Task:
Copy out the items below, replacing "even-odd rule" with "nonzero winding rule" everywhere and changing nothing else. Leave the pictures out.

··· Materials provided ···

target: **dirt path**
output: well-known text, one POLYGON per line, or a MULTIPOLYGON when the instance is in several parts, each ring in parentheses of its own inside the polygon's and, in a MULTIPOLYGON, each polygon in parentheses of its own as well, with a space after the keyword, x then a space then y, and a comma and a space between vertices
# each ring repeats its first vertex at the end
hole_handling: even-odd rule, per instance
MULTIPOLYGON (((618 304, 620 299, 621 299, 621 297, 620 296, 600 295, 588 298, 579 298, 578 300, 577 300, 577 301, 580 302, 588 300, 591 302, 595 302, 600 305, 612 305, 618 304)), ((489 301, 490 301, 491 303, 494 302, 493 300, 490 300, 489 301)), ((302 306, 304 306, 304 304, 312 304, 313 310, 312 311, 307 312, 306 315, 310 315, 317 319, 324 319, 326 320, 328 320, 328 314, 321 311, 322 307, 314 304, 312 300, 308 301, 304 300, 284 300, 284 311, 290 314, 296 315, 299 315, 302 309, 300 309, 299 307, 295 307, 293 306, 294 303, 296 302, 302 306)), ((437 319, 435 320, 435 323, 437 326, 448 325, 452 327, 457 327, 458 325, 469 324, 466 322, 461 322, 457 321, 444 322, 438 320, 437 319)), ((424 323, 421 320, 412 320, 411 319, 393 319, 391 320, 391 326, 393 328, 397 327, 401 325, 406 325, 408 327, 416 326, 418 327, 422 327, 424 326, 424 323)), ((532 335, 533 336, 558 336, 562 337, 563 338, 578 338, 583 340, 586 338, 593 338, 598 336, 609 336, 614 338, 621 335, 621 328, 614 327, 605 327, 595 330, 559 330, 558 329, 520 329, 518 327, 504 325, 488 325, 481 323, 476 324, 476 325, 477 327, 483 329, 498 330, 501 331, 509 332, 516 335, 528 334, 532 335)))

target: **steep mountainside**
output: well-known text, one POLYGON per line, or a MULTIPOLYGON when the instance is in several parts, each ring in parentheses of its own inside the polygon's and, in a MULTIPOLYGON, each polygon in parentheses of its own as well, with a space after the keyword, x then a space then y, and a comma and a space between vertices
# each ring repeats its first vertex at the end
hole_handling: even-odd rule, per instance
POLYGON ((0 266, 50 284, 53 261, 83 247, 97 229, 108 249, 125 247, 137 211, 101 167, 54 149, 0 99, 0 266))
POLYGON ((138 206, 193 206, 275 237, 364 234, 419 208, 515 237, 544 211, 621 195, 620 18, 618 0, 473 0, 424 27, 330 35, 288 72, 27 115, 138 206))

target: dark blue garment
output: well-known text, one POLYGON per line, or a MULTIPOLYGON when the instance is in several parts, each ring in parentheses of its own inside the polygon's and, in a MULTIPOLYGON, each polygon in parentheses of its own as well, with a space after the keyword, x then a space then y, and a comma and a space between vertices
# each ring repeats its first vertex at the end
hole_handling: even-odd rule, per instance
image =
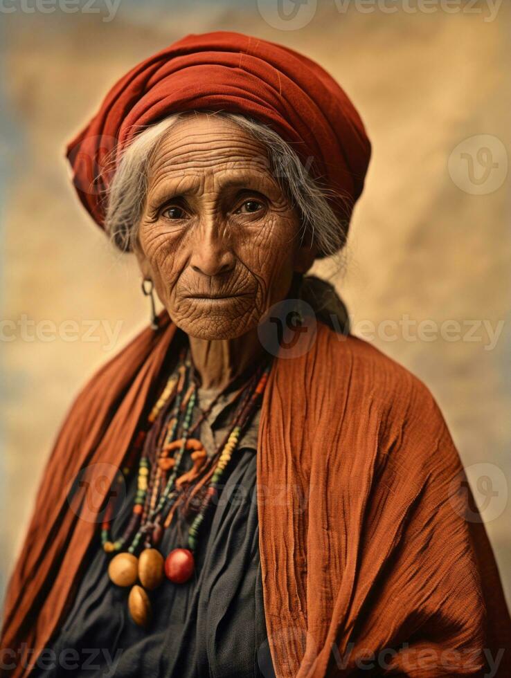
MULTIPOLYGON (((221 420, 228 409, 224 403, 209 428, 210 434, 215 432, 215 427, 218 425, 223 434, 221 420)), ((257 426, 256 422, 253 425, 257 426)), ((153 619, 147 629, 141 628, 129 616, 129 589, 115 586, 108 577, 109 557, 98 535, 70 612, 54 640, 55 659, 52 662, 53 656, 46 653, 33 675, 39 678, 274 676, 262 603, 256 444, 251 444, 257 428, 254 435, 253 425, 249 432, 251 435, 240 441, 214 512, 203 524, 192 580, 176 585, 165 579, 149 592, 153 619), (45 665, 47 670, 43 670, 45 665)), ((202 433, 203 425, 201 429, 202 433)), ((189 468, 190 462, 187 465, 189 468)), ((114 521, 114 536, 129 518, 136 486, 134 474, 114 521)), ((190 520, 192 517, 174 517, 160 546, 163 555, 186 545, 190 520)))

···

Exercise result:
target: **dirt path**
output: well-known text, one POLYGON per line, or a MULTIPOLYGON when the instance is in several parts, each ring in parentheses of its own inside the polygon's and, in a MULTIPOLYGON, each polygon in parentheses of its own as well, with a space after the keyword, x then a space then y, and a comma and a space between vertices
# each ring repeats its first vertex at the end
hole_handling: nonzero winding rule, per instance
MULTIPOLYGON (((618 304, 620 299, 621 299, 621 297, 620 296, 600 295, 588 298, 579 298, 578 300, 577 300, 577 301, 580 302, 588 300, 591 302, 595 302, 600 305, 612 305, 618 304)), ((489 301, 490 301, 491 303, 494 302, 493 300, 490 300, 489 301)), ((302 306, 304 306, 304 304, 312 304, 313 310, 312 311, 307 312, 306 315, 310 315, 317 319, 324 319, 326 320, 328 320, 328 314, 321 311, 322 307, 314 304, 312 300, 308 301, 304 300, 284 300, 284 311, 290 314, 296 315, 299 315, 302 309, 300 309, 299 307, 295 307, 293 306, 294 303, 296 302, 302 306)), ((437 319, 435 320, 435 323, 437 326, 448 325, 452 327, 457 327, 458 325, 469 324, 466 322, 461 322, 457 321, 444 322, 438 320, 437 319)), ((424 323, 421 320, 412 320, 411 319, 393 319, 391 320, 391 326, 393 328, 397 327, 401 325, 406 325, 408 327, 416 326, 418 327, 422 327, 424 326, 424 323)), ((532 335, 533 336, 558 336, 562 337, 563 338, 578 338, 583 340, 586 338, 593 338, 598 336, 609 336, 614 338, 621 335, 621 328, 614 327, 605 327, 595 330, 559 330, 558 329, 520 329, 518 327, 504 325, 488 325, 481 323, 476 324, 476 325, 477 327, 483 329, 498 330, 501 331, 509 332, 516 335, 528 334, 532 335)))

target: **steep mountainside**
output: well-known text, one POLYGON per line, or a MULTIPOLYGON when the instance is in several parts, each ring in parentheses of its own inside the polygon's and, in a MULTIPOLYGON, each polygon in parentheses of its own as well, with a space after the keyword, x then a space then y, and a comma and a space between vertices
# each ring repeats its first vertex at the end
hole_handling: nonzero winding rule, per instance
POLYGON ((0 266, 50 284, 53 261, 83 247, 97 229, 108 249, 125 247, 137 211, 101 167, 54 149, 0 99, 0 266))
POLYGON ((138 206, 193 206, 275 237, 364 234, 419 208, 515 237, 544 211, 621 195, 620 18, 618 0, 473 0, 424 27, 330 35, 288 72, 27 115, 138 206))

target: dark blue garment
output: well-known text, one POLYGON per line, or a MULTIPOLYGON when the instance is in several parts, each ring in parentheses of its own inside the polygon's and, in a MULTIPOLYGON, each polygon in parentheses of its own as well, with a space after the keyword, x then a space then y, and a comma and a space between vertices
# each ring repeats its first vertex at the end
hole_handling: nonzero winding rule, per instance
image =
MULTIPOLYGON (((221 420, 228 409, 224 403, 209 428, 210 434, 215 432, 215 427, 218 425, 223 434, 221 420)), ((257 426, 256 422, 253 425, 257 426)), ((153 619, 147 629, 141 628, 129 616, 129 589, 115 586, 108 577, 109 557, 98 535, 70 612, 54 640, 55 659, 52 662, 53 656, 46 653, 33 675, 39 678, 274 676, 262 603, 256 444, 251 444, 257 428, 254 435, 253 425, 249 432, 251 435, 240 441, 214 512, 203 524, 192 580, 176 585, 165 579, 149 592, 153 619), (45 665, 47 670, 43 670, 45 665)), ((202 433, 203 425, 201 429, 202 433)), ((189 468, 190 462, 187 465, 189 468)), ((114 521, 114 536, 129 518, 136 486, 134 474, 114 521)), ((190 520, 192 517, 174 517, 160 546, 163 555, 186 545, 190 520)))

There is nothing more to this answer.